Text passage |
# Growing sunflower indoor



## modster (Jun 16, 2007)

Hi, I know a lot of you are good with gardening and I need your help. I am planning to grow some sunflowers in my apartment. I have done a lot of searching but seems like everyone is saying something different. First of all, what kind of lighting do I need? Will a 30W spiral CF in this be sufficient? Second, what kind of soil should I use? I went to home depot today and I was confused by all those different selections. Thanks in advance!


----------



## Tex Gal (Nov 1, 2007)

All the sunflowers I have seen get quite large. Is there a small variety that you are considering. I'm not sure it's possible indoors. Here's a link...
http://www.thriftyfun.com/tf18866289.tip.html


----------



## modster (Jun 16, 2007)

The ones that i want is only about 2 feet tall. I think it's manageable.


----------



## cs_gardener (Apr 28, 2006)

Are you starting the sunflowers from seeds or getting plant starts? If you start them from seed I'd recommend getting a soil-less seed starter like Miracle Gro Seed Starting Material. I grow my tomato plants from seeds and I've never had good luck with peat plugs or regular soil as a starting medium, I ended up with a lot of rotten stems and dead plants. 

Once the starts get big enough you can transplant them to larger pots with any good, balanced soil. The first time I increase the pot size for my tomatoes I usually use a good quality houseplant soil (the brand doesn't matter). If they need to be re-potted again before being planted outside I use garden soil to fill the larger pot, you'll probably want to stick with a potting soil for your plants since they'll remain in pots.

Tasks for this exercise |
[1] Copy out every line in the rows below that contains the string "metal". Count only matches with the same case.
[2] Extend the forum thread on indoor sunflowers, picking up after its last sentence.
The forum thread on indoor sunflowers and the rows that follow it are unrelated.

The records |
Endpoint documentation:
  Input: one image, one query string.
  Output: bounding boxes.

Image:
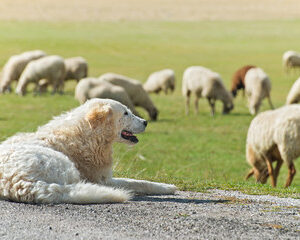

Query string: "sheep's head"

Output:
[148,107,159,121]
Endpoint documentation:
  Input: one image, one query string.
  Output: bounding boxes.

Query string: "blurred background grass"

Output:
[0,20,300,197]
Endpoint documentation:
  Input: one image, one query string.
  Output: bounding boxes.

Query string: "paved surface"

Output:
[0,190,300,240]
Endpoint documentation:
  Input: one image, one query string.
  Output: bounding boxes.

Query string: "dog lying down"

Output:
[0,99,176,204]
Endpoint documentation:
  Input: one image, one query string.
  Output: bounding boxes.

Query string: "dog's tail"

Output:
[0,180,132,204]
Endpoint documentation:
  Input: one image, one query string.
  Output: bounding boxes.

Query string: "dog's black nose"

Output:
[144,120,148,127]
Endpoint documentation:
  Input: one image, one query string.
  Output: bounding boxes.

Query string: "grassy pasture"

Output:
[0,20,300,197]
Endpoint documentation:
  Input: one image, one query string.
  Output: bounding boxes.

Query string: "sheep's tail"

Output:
[0,180,131,204]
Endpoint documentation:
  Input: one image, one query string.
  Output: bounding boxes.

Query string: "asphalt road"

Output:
[0,190,300,240]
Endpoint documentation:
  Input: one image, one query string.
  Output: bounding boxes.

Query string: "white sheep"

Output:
[246,104,300,187]
[282,51,300,73]
[286,78,300,104]
[0,50,46,93]
[182,66,234,115]
[16,55,65,96]
[144,69,175,94]
[75,78,138,115]
[245,68,274,115]
[99,73,158,120]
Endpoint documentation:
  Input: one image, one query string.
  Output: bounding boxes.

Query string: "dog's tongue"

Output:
[122,130,133,137]
[121,130,139,143]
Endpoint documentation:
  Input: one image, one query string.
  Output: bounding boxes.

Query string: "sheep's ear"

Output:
[85,105,112,129]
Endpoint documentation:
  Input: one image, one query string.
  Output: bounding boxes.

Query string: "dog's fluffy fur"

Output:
[0,99,176,204]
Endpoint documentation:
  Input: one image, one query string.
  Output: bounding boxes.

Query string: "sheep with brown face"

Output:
[245,68,274,115]
[231,65,255,97]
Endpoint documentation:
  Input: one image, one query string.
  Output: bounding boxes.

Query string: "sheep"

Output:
[282,51,300,73]
[0,50,46,93]
[246,104,300,187]
[75,78,139,116]
[231,65,255,97]
[99,73,158,121]
[16,55,65,96]
[143,69,175,94]
[286,77,300,104]
[245,68,274,115]
[182,66,234,116]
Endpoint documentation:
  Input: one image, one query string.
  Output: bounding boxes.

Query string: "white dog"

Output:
[0,99,176,204]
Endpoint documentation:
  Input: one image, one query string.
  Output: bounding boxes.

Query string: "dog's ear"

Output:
[85,105,112,129]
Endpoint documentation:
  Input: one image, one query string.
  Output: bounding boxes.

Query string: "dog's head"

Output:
[85,99,147,144]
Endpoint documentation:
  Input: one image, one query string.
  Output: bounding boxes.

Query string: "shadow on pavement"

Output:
[131,196,230,204]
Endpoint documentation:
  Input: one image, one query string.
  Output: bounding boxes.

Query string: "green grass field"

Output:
[0,20,300,198]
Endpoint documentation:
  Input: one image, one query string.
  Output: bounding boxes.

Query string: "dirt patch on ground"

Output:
[0,0,300,21]
[0,190,300,240]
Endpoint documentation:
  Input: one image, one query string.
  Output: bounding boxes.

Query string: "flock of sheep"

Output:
[0,50,300,187]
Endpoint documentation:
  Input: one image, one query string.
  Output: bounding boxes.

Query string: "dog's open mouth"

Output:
[121,130,139,143]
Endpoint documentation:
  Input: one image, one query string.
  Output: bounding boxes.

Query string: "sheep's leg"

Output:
[265,157,276,187]
[268,94,274,109]
[245,168,254,180]
[285,162,296,187]
[207,98,216,116]
[195,94,199,114]
[274,158,283,184]
[185,91,191,115]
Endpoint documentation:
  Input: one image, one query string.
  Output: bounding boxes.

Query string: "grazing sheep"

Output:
[16,55,65,96]
[282,51,300,73]
[99,73,158,120]
[231,65,255,97]
[246,104,300,187]
[144,69,175,94]
[182,66,234,116]
[75,78,139,116]
[0,50,46,93]
[245,68,274,115]
[65,57,88,82]
[286,78,300,104]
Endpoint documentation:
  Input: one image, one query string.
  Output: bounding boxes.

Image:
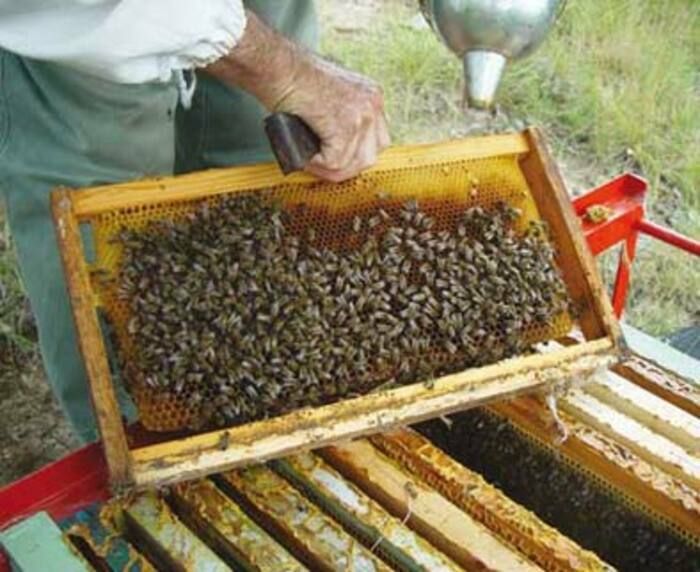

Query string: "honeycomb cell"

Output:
[93,152,572,431]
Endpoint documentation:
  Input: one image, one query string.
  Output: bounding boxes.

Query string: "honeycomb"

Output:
[90,155,572,431]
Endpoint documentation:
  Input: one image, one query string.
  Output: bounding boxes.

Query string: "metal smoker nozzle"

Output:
[463,50,508,109]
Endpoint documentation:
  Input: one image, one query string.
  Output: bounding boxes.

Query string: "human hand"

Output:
[207,12,389,182]
[274,57,390,182]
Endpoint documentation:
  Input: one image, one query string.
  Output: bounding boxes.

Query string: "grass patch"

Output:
[0,213,37,368]
[322,0,700,335]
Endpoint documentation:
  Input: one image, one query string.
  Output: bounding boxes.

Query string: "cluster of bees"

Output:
[118,194,568,427]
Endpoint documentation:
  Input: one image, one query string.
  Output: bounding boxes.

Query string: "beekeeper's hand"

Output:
[207,11,389,182]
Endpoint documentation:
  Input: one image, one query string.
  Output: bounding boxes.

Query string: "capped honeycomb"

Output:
[92,155,572,431]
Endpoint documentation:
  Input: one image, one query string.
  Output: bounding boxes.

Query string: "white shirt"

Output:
[0,0,246,83]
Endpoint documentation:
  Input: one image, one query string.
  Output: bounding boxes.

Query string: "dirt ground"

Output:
[0,0,684,486]
[0,0,400,487]
[0,357,79,486]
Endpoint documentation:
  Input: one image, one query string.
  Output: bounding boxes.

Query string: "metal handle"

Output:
[265,113,321,175]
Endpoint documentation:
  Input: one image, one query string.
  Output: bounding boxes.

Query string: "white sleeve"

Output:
[0,0,246,83]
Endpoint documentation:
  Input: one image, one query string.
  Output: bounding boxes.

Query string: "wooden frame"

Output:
[52,130,622,490]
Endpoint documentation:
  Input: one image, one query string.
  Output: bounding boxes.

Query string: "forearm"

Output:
[206,11,389,181]
[206,10,312,110]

Responses for each task |
[1]
Query string: "metal smoker nozzle"
Query string: "metal handle"

[2]
I use a mix of lights to grow my starts, mostly regular fluorescent fixtures that came free with tanks I've purchased.  While the light wan't strong enough for my underwater plants, it's perfect for starting tomatoes. Do make sure you have enough space between each plant. If they're too close together they'll end up a lot taller and weaker than they should be. Any chance of supplementing your bulb with some sunlight? I've found it helpful in keeping the plants shorter and healthier.


----------



## marrow (Mar 4, 2007)

Even at dwarf variety at two feet, needs a tremendous amount of light. There are lights designed for growing these high light sort of plants such as sunflowers, corn etc. inside. You may want to visit your local hydroponics store. Sunflowers can grow in virtually any soil, just make sure it drains well and give it lots of nitrogen. Just treat it like corn.


----------



## HeyPK (Jan 23, 2004)

I would say, 1000 foot candles intensity, minimum. You will probably have to have your central heating and cooling system fan on all the time just to keep the heat from building up in the room.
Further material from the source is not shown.